Wrongful Dismissal and Association Employees

Wrongful Dismissal and Associations

Can members of staff associations sue their empl0yers for wrongful dismissal?  According to the B.C. Court of Appeal, the answer is no if there is a valid employment agreement in place and a recognized association.

In the case of Ferrari v. University of British Columbia, the employee had been an Asset and Material Management Supervisor, working for the University of British Columbia.  At the time he was promoted to this supervisory position, he signed an employment agreement.  The agreement included a term that the employee must become a member of the AAPS (Association of Administrative and Professional Staff), which would be the bargaining agent for certain managerial level employees.  AAPS had grievance and arbitration agreements in place with UBC.

In 2010, Mr. Ferrari’s employment was terminated, allegedly for just cause as a result of “fraudulent use and sale of University vehicles.”  Mr. Ferrari denied these allegations and contacted AAPS to file a grievance.  AAPS decided that it would not proceed with a grievance or take the matter to arbitration.  AAPS felt that there was no reasonable prospect of success.  Mr. Ferrari was therefore left without a remedy.  So he filed a wrongful dismissal lawsuit against UBC in the B.C. Supreme Court.

B.C. Supreme Court Decision

UBC brought a motion to stay the proceedings, which would effectively terminate Mr. Ferrari’s lawsuit.  UBC was successful.  The B.C. court held that there was a valid arbitration agreement in place, and Mr. Ferrari was stuck with it even if the association (AAPS) did not take the matter through the process.  The court recognized that since the association was not actually a union, Mr. Ferrari could not complaint to the Labour Relations Board about unfair representation.  Nevertheless, the B.C. court stayed the action and noted that Mr. Ferrari would have the option of bringing a lawsuit against the association for failing in its duty to represent or for breach of fiduciary duty.  The court did not comment on the likelihood of success of either of these types of actions, which would probably be very slim.

B.C. Court of Appeal

Mr. Ferrari appealed to the B.C. Court of Appeal.  He argued that he should not have been treated as a “party” to an arbitration agreement since he had no control over the process and his case was never taken to arbitration.  He also argued that it would run counter to the interests of justice to deny him any kind of remedy.
○ ○ ○ ○
-- EXERCISE --
Copy out the entire piece on wrongful dismissal and association employees word for word, from its heading to its final sentence. The records below the text were drawn from a separate source.
○ ○ ○ ○
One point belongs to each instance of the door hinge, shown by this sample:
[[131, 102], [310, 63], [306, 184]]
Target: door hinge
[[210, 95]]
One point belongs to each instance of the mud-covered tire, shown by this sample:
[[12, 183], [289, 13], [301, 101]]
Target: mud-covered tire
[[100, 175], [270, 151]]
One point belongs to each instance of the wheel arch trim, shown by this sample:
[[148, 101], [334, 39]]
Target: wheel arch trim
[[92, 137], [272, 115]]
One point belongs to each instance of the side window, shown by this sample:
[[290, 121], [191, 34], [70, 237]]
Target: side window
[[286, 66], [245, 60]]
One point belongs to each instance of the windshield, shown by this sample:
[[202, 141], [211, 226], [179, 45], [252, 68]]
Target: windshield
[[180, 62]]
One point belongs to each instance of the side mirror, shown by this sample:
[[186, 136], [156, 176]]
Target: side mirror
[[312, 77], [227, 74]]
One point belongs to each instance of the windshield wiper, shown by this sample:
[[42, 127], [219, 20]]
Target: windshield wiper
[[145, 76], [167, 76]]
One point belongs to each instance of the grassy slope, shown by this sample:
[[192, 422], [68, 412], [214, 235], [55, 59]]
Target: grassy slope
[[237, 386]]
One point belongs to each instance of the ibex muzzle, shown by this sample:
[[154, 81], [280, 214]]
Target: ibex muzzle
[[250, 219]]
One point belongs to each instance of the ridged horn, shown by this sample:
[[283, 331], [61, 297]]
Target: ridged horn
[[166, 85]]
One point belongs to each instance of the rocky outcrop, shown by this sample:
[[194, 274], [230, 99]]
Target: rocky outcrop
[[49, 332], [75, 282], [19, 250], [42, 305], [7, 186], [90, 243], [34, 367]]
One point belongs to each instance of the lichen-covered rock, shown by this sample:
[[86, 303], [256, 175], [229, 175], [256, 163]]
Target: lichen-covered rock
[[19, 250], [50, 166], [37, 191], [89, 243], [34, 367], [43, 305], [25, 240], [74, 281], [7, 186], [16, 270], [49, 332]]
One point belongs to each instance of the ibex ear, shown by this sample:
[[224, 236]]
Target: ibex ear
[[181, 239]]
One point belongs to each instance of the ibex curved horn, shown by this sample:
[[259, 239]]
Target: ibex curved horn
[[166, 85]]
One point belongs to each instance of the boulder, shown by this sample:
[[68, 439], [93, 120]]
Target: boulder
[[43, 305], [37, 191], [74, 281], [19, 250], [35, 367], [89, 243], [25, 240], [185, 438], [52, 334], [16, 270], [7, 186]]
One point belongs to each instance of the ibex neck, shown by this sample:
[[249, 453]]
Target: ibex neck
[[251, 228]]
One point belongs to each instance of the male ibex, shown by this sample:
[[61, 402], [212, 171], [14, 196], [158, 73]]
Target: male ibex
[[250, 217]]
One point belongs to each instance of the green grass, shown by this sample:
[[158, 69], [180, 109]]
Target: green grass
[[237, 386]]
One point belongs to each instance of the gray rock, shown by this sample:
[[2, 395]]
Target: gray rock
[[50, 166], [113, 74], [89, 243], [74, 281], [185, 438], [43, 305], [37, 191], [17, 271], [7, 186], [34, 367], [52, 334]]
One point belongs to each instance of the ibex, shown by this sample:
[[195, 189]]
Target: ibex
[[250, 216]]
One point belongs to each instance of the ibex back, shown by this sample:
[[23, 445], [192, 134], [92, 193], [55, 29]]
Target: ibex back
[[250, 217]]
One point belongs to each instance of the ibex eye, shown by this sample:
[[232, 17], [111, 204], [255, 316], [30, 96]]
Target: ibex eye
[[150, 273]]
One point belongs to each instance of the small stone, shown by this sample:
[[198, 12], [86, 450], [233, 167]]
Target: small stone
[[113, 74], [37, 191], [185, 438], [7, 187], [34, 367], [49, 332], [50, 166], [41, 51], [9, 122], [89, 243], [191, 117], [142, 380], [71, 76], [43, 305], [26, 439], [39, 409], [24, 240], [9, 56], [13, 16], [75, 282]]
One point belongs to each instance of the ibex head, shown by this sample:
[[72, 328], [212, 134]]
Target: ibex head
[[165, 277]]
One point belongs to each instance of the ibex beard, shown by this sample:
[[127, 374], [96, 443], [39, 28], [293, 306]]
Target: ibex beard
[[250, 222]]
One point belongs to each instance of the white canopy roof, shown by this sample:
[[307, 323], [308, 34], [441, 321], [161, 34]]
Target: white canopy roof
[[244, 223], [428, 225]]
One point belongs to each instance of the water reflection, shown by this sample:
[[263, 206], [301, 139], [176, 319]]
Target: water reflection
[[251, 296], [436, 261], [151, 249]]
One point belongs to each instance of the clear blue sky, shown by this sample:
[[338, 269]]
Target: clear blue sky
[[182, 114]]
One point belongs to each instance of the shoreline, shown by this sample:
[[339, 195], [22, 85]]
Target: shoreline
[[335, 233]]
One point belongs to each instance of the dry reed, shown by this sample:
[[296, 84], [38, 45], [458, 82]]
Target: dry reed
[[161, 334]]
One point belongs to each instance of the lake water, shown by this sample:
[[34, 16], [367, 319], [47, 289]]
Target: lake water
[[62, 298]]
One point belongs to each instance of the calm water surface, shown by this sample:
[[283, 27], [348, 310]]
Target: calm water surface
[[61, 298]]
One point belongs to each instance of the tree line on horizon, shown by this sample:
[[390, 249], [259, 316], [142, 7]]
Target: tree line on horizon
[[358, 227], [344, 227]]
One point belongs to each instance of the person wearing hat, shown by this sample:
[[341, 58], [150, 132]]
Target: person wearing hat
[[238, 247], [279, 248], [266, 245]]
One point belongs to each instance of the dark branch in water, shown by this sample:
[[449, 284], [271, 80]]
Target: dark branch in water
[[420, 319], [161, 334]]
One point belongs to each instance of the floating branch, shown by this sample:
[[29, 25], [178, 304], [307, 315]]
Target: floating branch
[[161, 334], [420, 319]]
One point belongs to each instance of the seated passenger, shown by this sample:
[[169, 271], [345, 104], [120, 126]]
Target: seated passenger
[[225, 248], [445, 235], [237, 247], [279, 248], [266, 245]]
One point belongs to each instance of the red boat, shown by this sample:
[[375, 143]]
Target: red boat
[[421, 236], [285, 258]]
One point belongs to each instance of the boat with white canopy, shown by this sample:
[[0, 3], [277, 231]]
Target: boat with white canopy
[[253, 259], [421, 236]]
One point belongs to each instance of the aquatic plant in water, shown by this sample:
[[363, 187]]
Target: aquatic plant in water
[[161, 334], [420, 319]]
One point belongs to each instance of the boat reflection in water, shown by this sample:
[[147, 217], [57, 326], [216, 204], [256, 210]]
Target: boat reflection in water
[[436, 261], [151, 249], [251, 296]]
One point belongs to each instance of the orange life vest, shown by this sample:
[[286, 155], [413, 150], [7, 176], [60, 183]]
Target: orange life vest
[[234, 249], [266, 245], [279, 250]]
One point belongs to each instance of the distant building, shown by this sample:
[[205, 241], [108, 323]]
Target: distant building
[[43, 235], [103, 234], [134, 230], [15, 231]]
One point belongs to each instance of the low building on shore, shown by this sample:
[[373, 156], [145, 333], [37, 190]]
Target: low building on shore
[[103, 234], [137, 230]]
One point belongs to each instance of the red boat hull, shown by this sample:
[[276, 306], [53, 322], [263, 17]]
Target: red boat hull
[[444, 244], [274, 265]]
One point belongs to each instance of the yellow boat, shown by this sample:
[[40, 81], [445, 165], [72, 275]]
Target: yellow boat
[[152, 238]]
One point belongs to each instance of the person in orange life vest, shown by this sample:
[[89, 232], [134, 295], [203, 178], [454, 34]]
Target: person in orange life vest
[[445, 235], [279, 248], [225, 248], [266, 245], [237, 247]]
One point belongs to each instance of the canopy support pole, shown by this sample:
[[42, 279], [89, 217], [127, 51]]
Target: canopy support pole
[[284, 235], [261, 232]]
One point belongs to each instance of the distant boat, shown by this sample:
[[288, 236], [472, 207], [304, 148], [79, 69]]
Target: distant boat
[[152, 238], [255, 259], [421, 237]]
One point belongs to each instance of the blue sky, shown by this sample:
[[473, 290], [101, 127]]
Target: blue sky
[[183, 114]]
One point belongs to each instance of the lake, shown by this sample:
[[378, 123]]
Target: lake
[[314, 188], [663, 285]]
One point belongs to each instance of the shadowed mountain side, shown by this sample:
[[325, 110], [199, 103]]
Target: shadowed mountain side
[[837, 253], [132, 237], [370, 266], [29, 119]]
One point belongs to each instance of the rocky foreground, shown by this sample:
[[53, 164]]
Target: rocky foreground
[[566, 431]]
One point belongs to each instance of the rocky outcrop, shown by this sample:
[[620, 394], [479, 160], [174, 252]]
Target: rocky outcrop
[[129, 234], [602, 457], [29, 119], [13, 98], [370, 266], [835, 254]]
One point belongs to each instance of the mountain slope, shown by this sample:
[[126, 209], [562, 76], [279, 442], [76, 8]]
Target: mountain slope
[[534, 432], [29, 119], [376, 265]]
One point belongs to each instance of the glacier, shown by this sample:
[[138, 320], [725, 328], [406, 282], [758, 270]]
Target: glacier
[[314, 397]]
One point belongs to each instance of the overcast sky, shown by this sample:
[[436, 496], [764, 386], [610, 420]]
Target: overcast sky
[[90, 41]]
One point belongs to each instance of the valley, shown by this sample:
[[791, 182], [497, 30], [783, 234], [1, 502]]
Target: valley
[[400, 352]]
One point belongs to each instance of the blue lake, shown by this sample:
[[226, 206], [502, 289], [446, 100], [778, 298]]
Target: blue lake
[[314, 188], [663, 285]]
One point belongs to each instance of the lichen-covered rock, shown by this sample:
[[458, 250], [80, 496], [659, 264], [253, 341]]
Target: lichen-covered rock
○ ○ ○ ○
-- EXERCISE OUTPUT --
Wrongful Dismissal and Association Employees

Wrongful Dismissal and Associations

Can members of staff associations sue their empl0yers for wrongful dismissal?  According to the B.C. Court of Appeal, the answer is no if there is a valid employment agreement in place and a recognized association.

In the case of Ferrari v. University of British Columbia, the employee had been an Asset and Material Management Supervisor, working for the University of British Columbia.  At the time he was promoted to this supervisory position, he signed an employment agreement.  The agreement included a term that the employee must become a member of the AAPS (Association of Administrative and Professional Staff), which would be the bargaining agent for certain managerial level employees.  AAPS had grievance and arbitration agreements in place with UBC.

In 2010, Mr. Ferrari’s employment was terminated, allegedly for just cause as a result of “fraudulent use and sale of University vehicles.”  Mr. Ferrari denied these allegations and contacted AAPS to file a grievance.  AAPS decided that it would not proceed with a grievance or take the matter to arbitration.  AAPS felt that there was no reasonable prospect of success.  Mr. Ferrari was therefore left without a remedy.  So he filed a wrongful dismissal lawsuit against UBC in the B.C. Supreme Court.

B.C. Supreme Court Decision

UBC brought a motion to stay the proceedings, which would effectively terminate Mr. Ferrari’s lawsuit.  UBC was successful.  The B.C. court held that there was a valid arbitration agreement in place, and Mr. Ferrari was stuck with it even if the association (AAPS) did not take the matter through the process.  The court recognized that since the association was not actually a union, Mr. Ferrari could not complaint to the Labour Relations Board about unfair representation.  Nevertheless, the B.C. court stayed the action and noted that Mr. Ferrari would have the option of bringing a lawsuit against the association for failing in its duty to represent or for breach of fiduciary duty.  The court did not comment on the likelihood of success of either of these types of actions, which would probably be very slim.

B.C. Court of Appeal

Mr. Ferrari appealed to the B.C. Court of Appeal.  He argued that he should not have been treated as a “party” to an arbitration agreement since he had no control over the process and his case was never taken to arbitration.  He also argued that it would run counter to the interests of justice to deny him any kind of remedy.